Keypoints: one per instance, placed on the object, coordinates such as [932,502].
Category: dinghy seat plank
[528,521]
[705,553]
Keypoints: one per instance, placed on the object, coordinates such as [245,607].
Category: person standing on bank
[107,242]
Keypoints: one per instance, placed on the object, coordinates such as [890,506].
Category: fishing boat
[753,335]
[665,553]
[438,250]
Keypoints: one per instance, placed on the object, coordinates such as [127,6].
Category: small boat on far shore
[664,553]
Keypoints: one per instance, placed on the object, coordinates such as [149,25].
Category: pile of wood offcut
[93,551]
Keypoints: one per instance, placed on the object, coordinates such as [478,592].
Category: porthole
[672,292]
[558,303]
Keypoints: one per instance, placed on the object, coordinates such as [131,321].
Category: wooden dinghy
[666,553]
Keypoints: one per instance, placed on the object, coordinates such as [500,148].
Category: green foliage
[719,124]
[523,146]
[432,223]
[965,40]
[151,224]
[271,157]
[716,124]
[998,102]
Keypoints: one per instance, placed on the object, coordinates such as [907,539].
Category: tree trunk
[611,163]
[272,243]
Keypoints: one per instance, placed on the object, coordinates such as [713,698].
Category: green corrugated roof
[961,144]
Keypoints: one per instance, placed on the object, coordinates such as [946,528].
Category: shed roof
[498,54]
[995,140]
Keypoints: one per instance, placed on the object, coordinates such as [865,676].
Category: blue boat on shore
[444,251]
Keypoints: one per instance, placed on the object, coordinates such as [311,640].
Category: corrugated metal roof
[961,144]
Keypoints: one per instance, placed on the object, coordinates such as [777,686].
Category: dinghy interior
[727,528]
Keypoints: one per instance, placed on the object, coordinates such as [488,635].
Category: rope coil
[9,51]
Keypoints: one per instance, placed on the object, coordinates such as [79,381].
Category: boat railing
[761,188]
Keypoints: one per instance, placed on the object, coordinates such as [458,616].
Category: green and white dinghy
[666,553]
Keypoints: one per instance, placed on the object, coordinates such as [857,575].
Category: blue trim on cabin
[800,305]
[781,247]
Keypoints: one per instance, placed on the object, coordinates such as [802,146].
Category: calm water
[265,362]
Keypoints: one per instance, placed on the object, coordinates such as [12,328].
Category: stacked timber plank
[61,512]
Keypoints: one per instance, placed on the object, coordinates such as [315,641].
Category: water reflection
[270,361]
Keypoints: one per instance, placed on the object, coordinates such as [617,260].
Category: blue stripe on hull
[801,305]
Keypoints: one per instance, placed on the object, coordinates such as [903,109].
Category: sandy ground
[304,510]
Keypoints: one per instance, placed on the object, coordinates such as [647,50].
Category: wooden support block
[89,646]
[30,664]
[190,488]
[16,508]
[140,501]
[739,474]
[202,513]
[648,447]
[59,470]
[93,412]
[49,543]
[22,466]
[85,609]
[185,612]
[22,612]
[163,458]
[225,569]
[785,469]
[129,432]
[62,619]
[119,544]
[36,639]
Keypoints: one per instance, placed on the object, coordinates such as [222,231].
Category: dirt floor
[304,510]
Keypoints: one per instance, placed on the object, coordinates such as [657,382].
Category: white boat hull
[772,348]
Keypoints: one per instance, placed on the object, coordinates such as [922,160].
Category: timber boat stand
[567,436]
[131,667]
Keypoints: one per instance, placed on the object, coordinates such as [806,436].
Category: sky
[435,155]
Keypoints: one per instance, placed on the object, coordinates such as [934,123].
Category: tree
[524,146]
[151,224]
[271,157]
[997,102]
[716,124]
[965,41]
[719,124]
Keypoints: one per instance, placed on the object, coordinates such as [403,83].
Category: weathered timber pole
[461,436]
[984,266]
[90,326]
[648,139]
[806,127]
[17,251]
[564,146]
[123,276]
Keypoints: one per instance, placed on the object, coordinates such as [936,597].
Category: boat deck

▸ What you will do: Can you print all of the records above again, word for word and in the same order?

▸ Exercise output:
Keypoints: one per instance, placed on the object, coordinates such as [932,502].
Category: dinghy seat plank
[528,521]
[705,553]
Keypoints: one per instance, placed on the object, coordinates such as [245,607].
Category: person standing on bank
[107,242]
Keypoints: one per instance, placed on the object, coordinates such as [890,506].
Category: fishing boat
[753,335]
[665,553]
[438,250]
Keypoints: one per instance, placed on the object, coordinates such as [127,6].
Category: small boat on far shore
[664,553]
Keypoints: one per instance, placed on the object, coordinates such as [149,25].
Category: pile of wood offcut
[93,551]
Keypoints: one per instance, placed on the object, coordinates such as [478,592].
Category: porthole
[672,292]
[558,303]
Keypoints: one per instance, placed on the object, coordinates such as [131,321].
Category: wooden dinghy
[666,553]
Keypoints: one per instance, placed on the object, coordinates such as [500,148].
Category: green foliage
[719,124]
[523,146]
[432,223]
[965,40]
[151,224]
[271,157]
[716,124]
[998,102]
Keypoints: one per instance, placed on the object, coordinates such as [907,539].
Category: tree trunk
[611,163]
[272,243]
Keypoints: one per instance, placed on the object, coordinates such as [713,698].
Category: green corrugated roof
[961,144]
Keypoints: one per instance, placed on the object, coordinates such as [946,528].
Category: shed roof
[498,54]
[995,140]
Keypoints: one per instance, placed on the object, coordinates such as [865,676].
Category: blue boat on shore
[444,251]
Keypoints: one per instance, placed on the object, coordinates such as [311,640].
Category: corrugated metal roof
[961,144]
Keypoints: one per instance, placed on the object, coordinates such as [777,686].
Category: dinghy interior
[727,528]
Keypoints: one per instance, placed on the object, coordinates such as [488,635].
Category: rope coil
[9,51]
Keypoints: one per instance, placed on the object, coordinates such as [79,381].
Category: boat railing
[761,188]
Keypoints: one per instance, placed on the object, coordinates such as [458,616].
Category: green and white dinghy
[666,553]
Keypoints: one per instance, placed on the object, coordinates such as [857,575].
Category: blue trim on cabin
[800,305]
[781,247]
Keypoints: one per instance, placed on the object, coordinates such as [802,146].
Category: calm water
[265,362]
Keypoints: one per instance, placed on the object, coordinates such as [12,328].
Category: stacked timber plank
[61,512]
Keypoints: one per instance, placed on the object, coordinates such as [315,641].
Category: water reflection
[270,361]
Keypoints: one per instance, placed on the object, coordinates such as [617,260].
Category: blue stripe on hull
[801,305]
Keypoints: one per instance, placed on the object, coordinates such as [903,109].
Category: sandy ground
[304,510]
Keypoints: one per instance, placed on the object, coordinates such as [647,50].
Category: wooden support block
[89,646]
[30,664]
[190,488]
[16,508]
[140,501]
[739,474]
[202,513]
[648,447]
[59,470]
[93,412]
[49,543]
[22,466]
[85,609]
[185,612]
[22,612]
[163,458]
[225,569]
[785,469]
[129,432]
[62,619]
[119,544]
[36,639]
Keypoints: one per instance, placed on the object, coordinates such as [222,231].
Category: dirt floor
[304,510]
Keypoints: one per instance, placed on the object, coordinates such as [657,382].
Category: white boat hull
[772,348]
Keypoints: one per instance, placed on the object, coordinates such as [922,160].
Category: timber boat stand
[567,436]
[131,667]
Keypoints: one per instance, placed on the object, coordinates such as [806,436].
Category: sky
[435,155]
Keypoints: one per instance, placed on the object, coordinates such as [934,123].
Category: tree
[524,146]
[151,224]
[271,157]
[997,102]
[716,124]
[965,41]
[719,124]
Keypoints: one per instance, placed on the object, coordinates such as [403,83].
Category: weathered timber pole
[461,436]
[984,266]
[90,326]
[648,139]
[806,127]
[17,251]
[564,146]
[123,276]
Keypoints: one per instance, placed on the object, coordinates such as [936,597].
Category: boat deck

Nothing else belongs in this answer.